EXTRACT PROVIDED

══════

All-Star Saturday Night in its vamped up post-millennial futuristic form consists of three events which would be easily dominated by Indiana University. These include the Celebrity Hoop-It-Up tournament, the Three Point Shoot-Out, and the Slam Dunk contest.

Celebrity Hoop-It-Up Tournament

This is a four-on-four contest between teams representing a certain city that consist of one current player, a former star, an athletic (optional) celebrity from the city and a female player. This year’s NBA champ was the International team which included the Kings’ Hedo Turkoglu, the Monarchs’ Ticha Penicheiro, former NBA star (arguable) Sarunas Marciulionis, and Tom Cavanagh — NBC’s Ed (great show, watched it last night but the guy played a little too hard on NSync’s Justin Timberlake during the competition — watch that post defense Tommy).

Anyway, a team from Indiana would easily overrun this group of hacks and that, in the end, is my point.

First, for a current player, IU could take quite possibly the nation’s most complete power forward in sophomore Jaron Jeffries. Former Hoosier point guard and NBA legend Isiah Thomas could play the roll of former star. Indiana alum Spike Lee could be the celebrity player while the Lady Hoosiers’ senior center Jill Chapman — third on the all-time scoring list at IU — could fill the female player’s role. Jeffries on Turkoglu, Thomas on Marciulionis, Chapman on Ed, and Spike on Penicheiro … it’s like Charles Persons on a Saturday night — lots of rejections and no numbers from the opposite team … blowout! The picture begins to take form.

3-Point Shootout

Indiana could honesty go 1-2-3 in this competition with the likes of juniors Tom Coverdale and Kyle Hornsby and senior Dane Fife.

They each shot around 40 percent on the season from 3-point land and seemingly haven’t missed since the regular season. Anyone who watched the Kent State game knows what Hornsby and Fife can do. Shooting a combined 9-11 from beyond the stripe, the veterans put on a show even Gary Schueller would find cathartic. Any true fan of the Hoosiers — and they run rampant on this campus — knows the potential of Coverdale who hit seven 3-pointers in the first half of a game against Michigan State earlier this season.

══════

DATA FOR THIS EXERCISE
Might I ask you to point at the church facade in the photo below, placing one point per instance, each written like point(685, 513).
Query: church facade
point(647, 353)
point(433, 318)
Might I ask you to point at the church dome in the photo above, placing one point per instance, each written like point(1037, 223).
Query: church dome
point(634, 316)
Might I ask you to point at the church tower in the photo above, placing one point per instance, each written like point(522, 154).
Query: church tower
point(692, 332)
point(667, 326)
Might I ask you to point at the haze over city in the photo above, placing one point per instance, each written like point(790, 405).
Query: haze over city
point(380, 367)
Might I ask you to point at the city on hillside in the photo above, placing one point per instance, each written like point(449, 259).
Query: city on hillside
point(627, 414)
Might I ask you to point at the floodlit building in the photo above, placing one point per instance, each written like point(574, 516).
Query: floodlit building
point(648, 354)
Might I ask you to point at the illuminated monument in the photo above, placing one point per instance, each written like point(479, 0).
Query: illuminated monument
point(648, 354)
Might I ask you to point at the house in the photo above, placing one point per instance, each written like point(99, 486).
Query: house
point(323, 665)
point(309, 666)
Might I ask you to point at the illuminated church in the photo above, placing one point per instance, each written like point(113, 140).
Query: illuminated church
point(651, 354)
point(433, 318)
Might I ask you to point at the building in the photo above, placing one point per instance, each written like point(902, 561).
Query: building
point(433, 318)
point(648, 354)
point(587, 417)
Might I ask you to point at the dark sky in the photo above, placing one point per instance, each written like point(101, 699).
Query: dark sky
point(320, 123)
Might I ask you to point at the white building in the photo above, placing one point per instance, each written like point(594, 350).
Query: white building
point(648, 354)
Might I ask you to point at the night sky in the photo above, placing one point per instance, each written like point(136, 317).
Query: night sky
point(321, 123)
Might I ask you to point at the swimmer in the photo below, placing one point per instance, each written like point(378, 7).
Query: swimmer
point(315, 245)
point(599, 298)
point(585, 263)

══════

REQUIREMENTS
(a) Reproduce the part of the All-Star Saturday Night column from "This is a four-on-four" to "is my point.".
(b) Format the entries from the line with "Might I ask you to point at the floodlit" through the final line of the entries as a JSON list of strings, one string per line, leaving out blank lines.

RESULTS FOR EACH TASK
(a)
This is a four-on-four contest between teams representing a certain city that consist of one current player, a former star, an athletic (optional) celebrity from the city and a female player. This year’s NBA champ was the International team which included the Kings’ Hedo Turkoglu, the Monarchs’ Ticha Penicheiro, former NBA star (arguable) Sarunas Marciulionis, and Tom Cavanagh — NBC’s Ed (great show, watched it last night but the guy played a little too hard on NSync’s Justin Timberlake during the competition — watch that post defense Tommy).

Anyway, a team from Indiana would easily overrun this group of hacks and that, in the end, is my point.

(b)
[
  "Might I ask you to point at the floodlit building in the photo above, placing one point per instance, each written like point(574, 516).",
  "Query: floodlit building",
  "point(648, 354)",
  "Might I ask you to point at the illuminated monument in the photo above, placing one point per instance, each written like point(479, 0).",
  "Query: illuminated monument",
  "point(648, 354)",
  "Might I ask you to point at the house in the photo above, placing one point per instance, each written like point(99, 486).",
  "Query: house",
  "point(323, 665)",
  "point(309, 666)",
  "Might I ask you to point at the illuminated church in the photo above, placing one point per instance, each written like point(113, 140).",
  "Query: illuminated church",
  "point(651, 354)",
  "point(433, 318)",
  "Might I ask you to point at the building in the photo above, placing one point per instance, each written like point(902, 561).",
  "Query: building",
  "point(433, 318)",
  "point(648, 354)",
  "point(587, 417)",
  "Might I ask you to point at the dark sky in the photo above, placing one point per instance, each written like point(101, 699).",
  "Query: dark sky",
  "point(320, 123)",
  "Might I ask you to point at the white building in the photo above, placing one point per instance, each written like point(594, 350).",
  "Query: white building",
  "point(648, 354)",
  "Might I ask you to point at the night sky in the photo above, placing one point per instance, each written like point(136, 317).",
  "Query: night sky",
  "point(321, 123)",
  "Might I ask you to point at the swimmer in the photo below, placing one point per instance, each written like point(378, 7).",
  "Query: swimmer",
  "point(315, 245)",
  "point(599, 298)",
  "point(585, 263)"
]